- **Trecho do texto**:
_ _ _ _ _

O ponto de partida. Charly viu crescer muitos dos adolescentes que, hoje, se drogam. Alguns deles foram seus alunos de catecismo. Sofre a mesma dor de um pai natural quando algum de seus “filhos” cede à tentação do dinheiro fácil; e ainda mais quando algum decide tirar a própria vida porque vê diante de si um caminho sem saída nem significado. Vê com tristeza como uma avó decide vender droga para poder manter seus netos, abandonados pelos pais... Mas, ao mesmo tempo, fica feliz quando um pai de família o chama para contar que sua filha encontrou um trabalho, ou quando um rapaz que toca na banda da paróquia pede para fazer a Primeira Comunhão.
Diante do título do Meeting, fica à vontade. “Nos lugares dominados pelo poder se projeta um mundo individualista, de solidão, diferente daquele que se vive nos ambientes populares, nos quais a fé viva coloca em primeiro plano valores como hospitalidade, o sentido de celebração, ou outros, que são valores cristãos, muito mais humanos do que o bem-estar. Pensar que o Destino não deixou o homem sozinho, sobretudo os mais marginalizados, significa acreditar que os mais pobres são depositários de uma revelação particular de Deus, e que a resposta é um relacionamento de comunhão”.
O reconhecimento da presença de Deus nos pobres é, segundo padre Charly, “o ponto de partida de tudo”. Por isso, como o Papa, repete que “o pobre não é alguém que deve apenas
ser ajudado, mas alguém de quem podemos aprender e com quem devemos entrar em comunhão. Esse é o fundamento da confiança entre nós”. Charly reconhece que aprendeu isso “na carne” quando, em 2009, abriram a primeira fazenda na qual reuniram alguns toxicodependentes para um caminho de desintoxicação e de trabalho sobre si.
Pedra angular. Viu-se sozinho com seis deles. “Ali, dei-me conta de que o controle era uma ilusão. Podiam me enganar facilmente, se quisessem. Não podia considerar a minha capacidade de controle e, então, me apoiei na escolha que eles tinham feito, aceitando estar ali. Esse foi o primeiro passo de aprendizado: escolher dar crédito. É um caminho mais lento, mas os passos que os jovens fazem são escolhidos e abraçados. Entendi isso no tempo e esforçando-me para não pretender impor a minha maneira de ver. É bonito aprender um amor que não tem a pretensão de tomar posse do outro; um amor crucificado, paciente, que permanece no tempo e dá frutos belíssimos”.
Entre esses frutos está o sucesso do programa de recuperação de toxico dependentes criado a pedido de padre Pepe com o nome da obra do santo chileno Alberto Hurtado, Hogar de Cristo (o lar de Cristo). Hoje, esse programa se desenvolve através de centros diurnos em quatro villas e em três fazendas, e é copiado por outras Dioceses e por organismos estatais. Prevê a existência de um centro no bairro onde toda a comunidade é envolvida e faz com que aqueles que já abandonaram a droga se tornem protagonistas da ação de recuperação.
“A questão está toda aqui: a pedra que os construtores rejeitaram tornou-se a pedra angular”, diz Charly. “Eu não ajudo ninguém. Eu é que preciso desses jovens, porque são a minha família e porque eu sou frágil. A fragilidade minha e deles nos torna irmãos”.

_ _ _ _ _

- **Extrato de dados**:
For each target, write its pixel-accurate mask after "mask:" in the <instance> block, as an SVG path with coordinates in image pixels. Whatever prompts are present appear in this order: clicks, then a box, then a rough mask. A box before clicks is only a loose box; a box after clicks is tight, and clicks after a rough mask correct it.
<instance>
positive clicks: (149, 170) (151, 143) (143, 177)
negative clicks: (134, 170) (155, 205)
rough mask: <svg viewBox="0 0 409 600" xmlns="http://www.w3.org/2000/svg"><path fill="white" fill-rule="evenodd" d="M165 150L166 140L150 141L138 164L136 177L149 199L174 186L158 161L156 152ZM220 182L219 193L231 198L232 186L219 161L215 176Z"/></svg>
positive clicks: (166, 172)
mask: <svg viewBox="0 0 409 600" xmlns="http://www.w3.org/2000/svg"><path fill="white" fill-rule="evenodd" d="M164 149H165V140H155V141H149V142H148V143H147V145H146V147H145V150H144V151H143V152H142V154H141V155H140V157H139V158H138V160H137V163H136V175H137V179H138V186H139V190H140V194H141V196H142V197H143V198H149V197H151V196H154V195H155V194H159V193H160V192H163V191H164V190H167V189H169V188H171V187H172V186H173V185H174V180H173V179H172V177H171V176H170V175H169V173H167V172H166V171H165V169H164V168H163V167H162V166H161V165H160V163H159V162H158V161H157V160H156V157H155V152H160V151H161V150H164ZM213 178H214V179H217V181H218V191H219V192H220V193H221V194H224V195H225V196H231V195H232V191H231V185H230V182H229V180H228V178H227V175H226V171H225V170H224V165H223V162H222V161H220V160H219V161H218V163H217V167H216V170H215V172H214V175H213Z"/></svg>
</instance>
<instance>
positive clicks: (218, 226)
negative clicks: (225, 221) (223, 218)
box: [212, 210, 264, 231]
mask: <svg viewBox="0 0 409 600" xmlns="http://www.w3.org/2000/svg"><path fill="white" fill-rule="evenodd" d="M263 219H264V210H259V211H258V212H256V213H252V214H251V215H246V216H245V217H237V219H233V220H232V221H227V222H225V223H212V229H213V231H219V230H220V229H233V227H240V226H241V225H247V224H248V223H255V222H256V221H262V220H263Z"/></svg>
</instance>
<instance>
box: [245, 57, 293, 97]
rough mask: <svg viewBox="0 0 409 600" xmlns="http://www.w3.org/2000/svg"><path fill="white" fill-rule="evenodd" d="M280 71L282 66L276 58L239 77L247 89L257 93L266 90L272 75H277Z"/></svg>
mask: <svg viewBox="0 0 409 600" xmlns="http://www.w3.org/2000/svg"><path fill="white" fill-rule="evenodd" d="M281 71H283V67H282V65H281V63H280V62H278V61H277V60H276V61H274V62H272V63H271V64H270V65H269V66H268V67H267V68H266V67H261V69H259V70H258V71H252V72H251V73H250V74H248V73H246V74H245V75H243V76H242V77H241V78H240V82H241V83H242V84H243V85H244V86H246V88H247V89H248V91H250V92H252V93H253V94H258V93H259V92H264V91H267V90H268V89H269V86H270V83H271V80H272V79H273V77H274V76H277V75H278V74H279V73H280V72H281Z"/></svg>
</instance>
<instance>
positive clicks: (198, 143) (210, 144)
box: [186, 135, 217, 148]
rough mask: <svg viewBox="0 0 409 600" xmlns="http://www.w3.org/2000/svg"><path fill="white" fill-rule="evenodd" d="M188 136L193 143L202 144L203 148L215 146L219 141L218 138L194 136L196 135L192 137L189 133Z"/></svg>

_ _ _ _ _

- **Tarefas do exercício**:
1. Transcreva, do texto sobre padre Charly, a parte que começa nas palavras "O ponto de partida." e termina após "a Primeira Comunhão.".
2. Segundo o texto sobre padre Charly, em que ano foi aberta a primeira fazenda para toxicodependentes?

- **Respostas por tarefa**:
1.
O ponto de partida. Charly viu crescer muitos dos adolescentes que, hoje, se drogam. Alguns deles foram seus alunos de catecismo. Sofre a mesma dor de um pai natural quando algum de seus “filhos” cede à tentação do dinheiro fácil; e ainda mais quando algum decide tirar a própria vida porque vê diante de si um caminho sem saída nem significado. Vê com tristeza como uma avó decide vender droga para poder manter seus netos, abandonados pelos pais... Mas, ao mesmo tempo, fica feliz quando um pai de família o chama para contar que sua filha encontrou um trabalho, ou quando um rapaz que toca na banda da paróquia pede para fazer a Primeira Comunhão.

2. Em 2009.